= PROBLEM DETAILS =
For the word "cabinet", tally the lines of the data that contain it and give the tally alone.

= Data items =
= = = = = = =

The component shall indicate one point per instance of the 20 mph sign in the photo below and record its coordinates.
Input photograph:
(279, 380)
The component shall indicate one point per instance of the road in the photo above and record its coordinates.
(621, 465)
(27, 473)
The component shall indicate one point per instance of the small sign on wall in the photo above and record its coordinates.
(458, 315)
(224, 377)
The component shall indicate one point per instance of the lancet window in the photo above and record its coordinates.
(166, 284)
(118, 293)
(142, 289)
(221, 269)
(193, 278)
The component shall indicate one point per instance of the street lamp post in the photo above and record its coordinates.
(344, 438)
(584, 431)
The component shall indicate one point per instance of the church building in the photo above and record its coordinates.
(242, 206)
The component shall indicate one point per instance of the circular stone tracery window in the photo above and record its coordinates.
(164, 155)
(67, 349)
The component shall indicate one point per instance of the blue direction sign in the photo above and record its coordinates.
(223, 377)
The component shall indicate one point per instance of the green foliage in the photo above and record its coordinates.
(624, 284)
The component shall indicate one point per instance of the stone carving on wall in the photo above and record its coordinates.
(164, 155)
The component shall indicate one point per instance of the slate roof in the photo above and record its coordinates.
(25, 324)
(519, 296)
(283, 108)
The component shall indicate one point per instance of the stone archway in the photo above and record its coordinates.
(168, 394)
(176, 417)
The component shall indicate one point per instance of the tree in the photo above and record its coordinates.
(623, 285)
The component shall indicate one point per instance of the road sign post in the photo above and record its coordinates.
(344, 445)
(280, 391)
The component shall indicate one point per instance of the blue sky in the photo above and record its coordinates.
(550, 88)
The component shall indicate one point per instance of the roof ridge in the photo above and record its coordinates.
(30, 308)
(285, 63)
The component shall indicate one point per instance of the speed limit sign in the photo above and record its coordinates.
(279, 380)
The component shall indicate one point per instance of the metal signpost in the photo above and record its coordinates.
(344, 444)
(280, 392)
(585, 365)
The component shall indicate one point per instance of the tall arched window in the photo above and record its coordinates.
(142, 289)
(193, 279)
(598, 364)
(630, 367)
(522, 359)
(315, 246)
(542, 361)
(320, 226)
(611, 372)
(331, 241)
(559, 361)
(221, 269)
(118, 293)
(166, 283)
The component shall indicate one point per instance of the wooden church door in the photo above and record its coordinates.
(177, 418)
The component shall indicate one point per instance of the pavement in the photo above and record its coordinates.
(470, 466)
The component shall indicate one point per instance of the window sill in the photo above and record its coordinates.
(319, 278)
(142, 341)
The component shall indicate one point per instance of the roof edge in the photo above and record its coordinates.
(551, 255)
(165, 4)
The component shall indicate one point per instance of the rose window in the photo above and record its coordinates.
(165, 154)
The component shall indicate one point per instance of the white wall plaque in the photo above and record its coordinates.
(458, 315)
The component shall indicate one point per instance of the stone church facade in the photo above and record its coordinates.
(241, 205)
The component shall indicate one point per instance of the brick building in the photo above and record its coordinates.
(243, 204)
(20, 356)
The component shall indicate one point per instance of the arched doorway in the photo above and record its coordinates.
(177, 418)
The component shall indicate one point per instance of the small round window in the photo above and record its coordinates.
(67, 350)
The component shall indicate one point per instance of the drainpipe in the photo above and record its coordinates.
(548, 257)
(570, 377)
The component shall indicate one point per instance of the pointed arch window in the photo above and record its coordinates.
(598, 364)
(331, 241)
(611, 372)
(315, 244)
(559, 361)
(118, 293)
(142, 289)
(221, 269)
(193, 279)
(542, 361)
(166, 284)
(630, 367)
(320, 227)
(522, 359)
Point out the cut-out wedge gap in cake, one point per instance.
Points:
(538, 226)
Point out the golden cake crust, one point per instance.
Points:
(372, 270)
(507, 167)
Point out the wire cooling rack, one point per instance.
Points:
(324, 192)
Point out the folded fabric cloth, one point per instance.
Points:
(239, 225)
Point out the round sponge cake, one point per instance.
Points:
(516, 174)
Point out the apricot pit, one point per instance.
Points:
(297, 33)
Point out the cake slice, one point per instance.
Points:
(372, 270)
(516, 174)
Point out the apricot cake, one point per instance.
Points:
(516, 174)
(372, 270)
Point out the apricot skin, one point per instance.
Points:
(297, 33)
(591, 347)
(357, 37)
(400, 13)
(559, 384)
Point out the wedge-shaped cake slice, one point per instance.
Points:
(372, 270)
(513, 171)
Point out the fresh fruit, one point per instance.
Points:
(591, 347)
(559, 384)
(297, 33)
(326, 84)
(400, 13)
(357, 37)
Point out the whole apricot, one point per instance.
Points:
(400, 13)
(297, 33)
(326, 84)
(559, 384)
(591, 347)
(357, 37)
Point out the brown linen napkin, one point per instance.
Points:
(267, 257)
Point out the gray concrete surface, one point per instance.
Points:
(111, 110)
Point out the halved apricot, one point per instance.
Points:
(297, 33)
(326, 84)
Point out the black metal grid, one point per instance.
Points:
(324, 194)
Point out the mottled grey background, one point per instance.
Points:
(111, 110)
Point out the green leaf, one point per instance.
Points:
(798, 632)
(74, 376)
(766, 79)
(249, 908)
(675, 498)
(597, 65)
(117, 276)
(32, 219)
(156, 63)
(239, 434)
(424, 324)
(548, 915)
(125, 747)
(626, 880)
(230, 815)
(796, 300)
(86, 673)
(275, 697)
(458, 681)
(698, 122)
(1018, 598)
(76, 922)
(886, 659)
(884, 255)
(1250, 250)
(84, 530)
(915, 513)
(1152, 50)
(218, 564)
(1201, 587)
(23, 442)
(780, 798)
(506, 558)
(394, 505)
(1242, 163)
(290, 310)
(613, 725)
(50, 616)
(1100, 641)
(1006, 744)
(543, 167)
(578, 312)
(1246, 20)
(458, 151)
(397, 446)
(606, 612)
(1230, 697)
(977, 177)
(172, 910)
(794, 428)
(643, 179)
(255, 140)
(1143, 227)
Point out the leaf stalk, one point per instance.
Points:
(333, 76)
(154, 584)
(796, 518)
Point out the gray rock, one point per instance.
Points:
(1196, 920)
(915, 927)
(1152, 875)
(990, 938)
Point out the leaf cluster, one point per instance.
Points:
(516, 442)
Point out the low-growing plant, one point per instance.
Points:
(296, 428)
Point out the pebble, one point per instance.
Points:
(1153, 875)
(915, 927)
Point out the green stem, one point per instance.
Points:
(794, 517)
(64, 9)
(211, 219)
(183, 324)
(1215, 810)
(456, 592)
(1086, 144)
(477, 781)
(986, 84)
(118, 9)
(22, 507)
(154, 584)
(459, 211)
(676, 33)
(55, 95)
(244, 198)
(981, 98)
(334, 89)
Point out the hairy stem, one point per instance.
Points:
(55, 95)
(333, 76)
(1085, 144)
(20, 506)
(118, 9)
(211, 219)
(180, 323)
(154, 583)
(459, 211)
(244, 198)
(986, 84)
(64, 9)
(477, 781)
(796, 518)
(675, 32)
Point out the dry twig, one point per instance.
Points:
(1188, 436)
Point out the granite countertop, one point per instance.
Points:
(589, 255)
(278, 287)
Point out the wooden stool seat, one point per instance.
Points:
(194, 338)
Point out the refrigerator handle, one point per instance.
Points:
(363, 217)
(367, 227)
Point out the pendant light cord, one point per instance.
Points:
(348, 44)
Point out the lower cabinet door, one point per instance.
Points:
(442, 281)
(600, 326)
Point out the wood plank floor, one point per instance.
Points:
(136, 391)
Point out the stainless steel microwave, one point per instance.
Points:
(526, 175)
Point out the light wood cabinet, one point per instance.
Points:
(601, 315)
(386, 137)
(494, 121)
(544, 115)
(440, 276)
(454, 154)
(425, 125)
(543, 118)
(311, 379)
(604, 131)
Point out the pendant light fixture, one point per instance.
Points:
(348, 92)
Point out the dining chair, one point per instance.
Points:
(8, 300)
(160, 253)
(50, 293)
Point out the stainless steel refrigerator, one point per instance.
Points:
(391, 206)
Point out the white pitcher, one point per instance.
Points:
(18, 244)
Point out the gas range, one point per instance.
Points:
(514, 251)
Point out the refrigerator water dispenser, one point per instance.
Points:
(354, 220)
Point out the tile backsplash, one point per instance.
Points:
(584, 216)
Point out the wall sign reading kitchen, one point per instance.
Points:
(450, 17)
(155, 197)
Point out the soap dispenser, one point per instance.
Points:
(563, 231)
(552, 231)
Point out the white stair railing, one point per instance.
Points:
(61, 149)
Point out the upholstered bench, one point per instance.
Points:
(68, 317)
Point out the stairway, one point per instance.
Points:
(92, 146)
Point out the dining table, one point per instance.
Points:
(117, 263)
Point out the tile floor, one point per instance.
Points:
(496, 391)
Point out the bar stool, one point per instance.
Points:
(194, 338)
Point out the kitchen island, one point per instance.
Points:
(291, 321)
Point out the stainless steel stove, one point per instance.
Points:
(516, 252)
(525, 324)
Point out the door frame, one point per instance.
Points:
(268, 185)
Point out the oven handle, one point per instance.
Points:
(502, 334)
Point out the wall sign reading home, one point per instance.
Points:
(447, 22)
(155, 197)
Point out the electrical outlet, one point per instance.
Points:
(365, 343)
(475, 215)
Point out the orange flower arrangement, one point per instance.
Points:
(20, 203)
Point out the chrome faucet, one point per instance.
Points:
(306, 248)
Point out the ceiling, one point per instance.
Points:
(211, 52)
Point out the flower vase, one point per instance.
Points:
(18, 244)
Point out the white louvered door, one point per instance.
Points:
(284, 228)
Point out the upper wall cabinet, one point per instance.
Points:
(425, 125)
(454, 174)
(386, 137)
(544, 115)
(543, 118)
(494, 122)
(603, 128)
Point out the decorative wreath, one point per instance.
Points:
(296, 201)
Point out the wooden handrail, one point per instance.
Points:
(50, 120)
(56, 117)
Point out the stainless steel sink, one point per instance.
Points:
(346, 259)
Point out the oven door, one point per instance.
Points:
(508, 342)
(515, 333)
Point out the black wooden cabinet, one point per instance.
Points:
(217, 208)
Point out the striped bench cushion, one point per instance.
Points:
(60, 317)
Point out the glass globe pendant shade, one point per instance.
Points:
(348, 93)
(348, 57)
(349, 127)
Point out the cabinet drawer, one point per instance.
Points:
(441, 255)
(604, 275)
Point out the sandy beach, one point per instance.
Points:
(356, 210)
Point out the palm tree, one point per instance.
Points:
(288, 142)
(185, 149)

= = = = = = =

= ANSWER SPACE =
5